Testo di lettura:
◆ ◆ ◆ ◆

L'invidia è indubbiamente una malattia, come la gelosia. L'unica medicina è probabilmente una dose sostanziosa di umorismo e autocritica. Dov'è la farmacia che la venda? E quand'è stata l'ultima volta che ho incontrato qualcuno capace di prendersi in giro?
Il libro di Benjamin dello scrittore finlandese di lingua svedese Bo Carpelan (ed. Iperborea), 77 anni, è una sorta di diario del protagonista che con lucidità e finezza medita sulla quotidianità, la vecchiaia, i figli, i ricordi, la politica, il tempo e così via. Ho scelto questa breve nota sull'invidia, una malattia dell'anima che si sposa con l'orgoglio e ha per sorella la gelosia e per figlia l'infelicità. Le due domande che lo scrittore ci pone centrano il bersaglio. Trovare un antidoto che ci vaccini da questo morbo è arduo perché nessuno produce per sé autocritica o autoironia. Imbattersi in una persona che sa criticare il proprio operato e scherzarci sopra è altrettanto difficile, se non impossibile.

◆ ◆ ◆ ◆

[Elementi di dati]
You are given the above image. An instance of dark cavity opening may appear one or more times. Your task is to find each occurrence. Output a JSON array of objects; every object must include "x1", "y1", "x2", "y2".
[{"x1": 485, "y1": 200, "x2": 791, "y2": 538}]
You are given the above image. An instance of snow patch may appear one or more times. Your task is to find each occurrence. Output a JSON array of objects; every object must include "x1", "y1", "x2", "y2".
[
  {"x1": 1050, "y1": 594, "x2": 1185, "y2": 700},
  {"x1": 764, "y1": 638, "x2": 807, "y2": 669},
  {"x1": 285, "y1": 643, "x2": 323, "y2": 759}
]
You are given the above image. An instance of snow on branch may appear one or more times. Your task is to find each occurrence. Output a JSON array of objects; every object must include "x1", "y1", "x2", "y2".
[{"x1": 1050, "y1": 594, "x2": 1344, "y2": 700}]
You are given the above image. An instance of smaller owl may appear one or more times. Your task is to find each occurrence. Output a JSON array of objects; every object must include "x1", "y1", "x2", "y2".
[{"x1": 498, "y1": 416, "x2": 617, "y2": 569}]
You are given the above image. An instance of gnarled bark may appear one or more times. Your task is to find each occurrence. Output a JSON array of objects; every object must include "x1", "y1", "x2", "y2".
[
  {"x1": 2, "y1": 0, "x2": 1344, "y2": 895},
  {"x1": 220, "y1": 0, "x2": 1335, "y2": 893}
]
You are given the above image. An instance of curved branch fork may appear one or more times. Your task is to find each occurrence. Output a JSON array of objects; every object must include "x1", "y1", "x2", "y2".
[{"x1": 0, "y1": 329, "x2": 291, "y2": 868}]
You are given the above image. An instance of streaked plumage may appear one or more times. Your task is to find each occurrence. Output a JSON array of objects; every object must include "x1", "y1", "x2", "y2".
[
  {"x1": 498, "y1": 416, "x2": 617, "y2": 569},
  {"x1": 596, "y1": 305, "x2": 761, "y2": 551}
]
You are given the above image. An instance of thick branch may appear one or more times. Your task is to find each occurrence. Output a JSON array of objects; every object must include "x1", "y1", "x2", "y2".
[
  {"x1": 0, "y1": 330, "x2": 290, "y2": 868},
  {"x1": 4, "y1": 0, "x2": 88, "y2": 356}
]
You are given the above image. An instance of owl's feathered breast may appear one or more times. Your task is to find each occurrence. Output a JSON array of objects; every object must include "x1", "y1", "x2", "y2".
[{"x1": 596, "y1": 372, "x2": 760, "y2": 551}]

◆ ◆ ◆ ◆

Elenco dei compiti:
- A) Copia dal testo sull'invidia la parte che si apre con le parole contenenti "L'invidia è indubbiamente" e si chiude con "prendersi in giro?".
- B) Per ciascuna affermazione indica se concorda con il testo sull'invidia, rispondendo sì o no e citando le parole del testo che lo stabiliscono: (i) Bo Carpelan è uno scrittore di lingua svedese; (ii) la gelosia è figlia dell'invidia; (iii) il libro di Benjamin è pubblicato da Iperborea.
- C) Secondo il testo sull'invidia, qual è l'unica medicina contro l'invidia?

Soluzioni delle attività:
- A)
L'invidia è indubbiamente una malattia, come la gelosia. L'unica medicina è probabilmente una dose sostanziosa di umorismo e autocritica. Dov'è la farmacia che la venda? E quand'è stata l'ultima volta che ho incontrato qualcuno capace di prendersi in giro?

- B)
(i) Sì: "dello scrittore finlandese di lingua svedese Bo Carpelan".
(ii) No: "ha per sorella la gelosia e per figlia l'infelicità".
(iii) Sì: "ed. Iperborea".

- C) L'unica medicina è probabilmente una dose sostanziosa di umorismo e autocritica.